## EXCERPT
-------------------------
Algae Cause: Lighting Or Flourish Comprehensive?
 
I'm having a hard time with Hair algae and some dark green algae that is trying to cover some Java Moss. I've been working on the algae for at least four weeks now. Today I pulled down shades at the other end of the room, about 15 or 20 feet away, just in case - it's a south-facing window.

I put 13w Compact Fluorescents in, not too long ago, and replaced them with 10s when it was apparent the algae wasn't going away.

Many weeks ago I accidentally started dosiing Flourish Comp at something like 150%. I was doing 25% water changes, but I don't know if it was enough to keep the Flourish Comp from building up. I've done six 50% water changes since I figured out I was overdosing about three weeks ago. I'm also dosing Flourish Comprehensive at the correct dose according to my bottle, and some of the plants are showing some growth now. Is that enough?

Anyway, the Hair algae seems a little less voracious but still hanging in there. Any ideas about which or both things are causing the Hair algae and suggestions about what I can do?

Thanks for the help.

Boredomb 11-03-2012 02:47 PM

What size tank is this? How many bulbs do you have? How long are they on for?
The algea problem could be a combination of both lights and too much fertilizer.
Plants will only photosynthesis when ALL nutrients are there. When one or of the nutrients are gone they will slow down or stop altogether. In natural planted tanks C02 is usually the limiting factor. After that algae usually will take over. The trick is finding the balance where plants thrive and algae can barely survive. There is always going to some algae in tanks that's just part of it. You just want to make sure it doesn't take over then the plants will die. Its usually best to do 50% water changes weekly. This will pull out excess nutrients plus the unwanted stuff in the water.
-------------------------
## SOURCE EXCERPT
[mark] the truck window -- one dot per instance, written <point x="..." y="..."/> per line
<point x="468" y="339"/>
-------------------------
## TASK INSTRUCTIONS
**A)** Repeat the algae thread word for word from "Many weeks ago" up to and including "too much fertilizer.".
**B)** Pick up the algae thread where its last sentence ends and keep writing it.
The material is from a different source than the algae thread.

## EXPECTED RESULTS
**A)**
Many weeks ago I accidentally started dosiing Flourish Comp at something like 150%. I was doing 25% water changes, but I don't know if it was enough to keep the Flourish Comp from building up. I've done six 50% water changes since I figured out I was overdosing about three weeks ago. I'm also dosing Flourish Comprehensive at the correct dose according to my bottle, and some of the plants are showing some growth now. Is that enough?

Anyway, the Hair algae seems a little less voracious but still hanging in there. Any ideas about which or both things are causing the Hair algae and suggestions about what I can do?

Thanks for the help.

Boredomb 11-03-2012 02:47 PM

What size tank is this? How many bulbs do you have? How long are they on for?
The algea problem could be a combination of both lights and too much fertilizer.

**B)**
equatics 11-03-2012 03:01 PM

Quote:

Originally Posted by Boredomb (Post 1296806)
What size tank is this? How many bulbs do you have? How long are they on for?
The algea problem could be a combination of both lights and too much fertilizer.
Plants will only photosynthesis when ALL nutrients are there. When one or of the nutrients are gone they will slow down or stop altogether. In natural planted tanks C02 is usually the limiting factor. After that algae usually will take over. The trick is finding the balance where plants thrive and algae can barely survive. There is always going to some algae in tanks that's just part of it. You just want to make sure it doesn't take over then the plants will die. Its usually best to do 50% water changes weekly. This will pull out excess nutrients plus the unwanted stuff in the water.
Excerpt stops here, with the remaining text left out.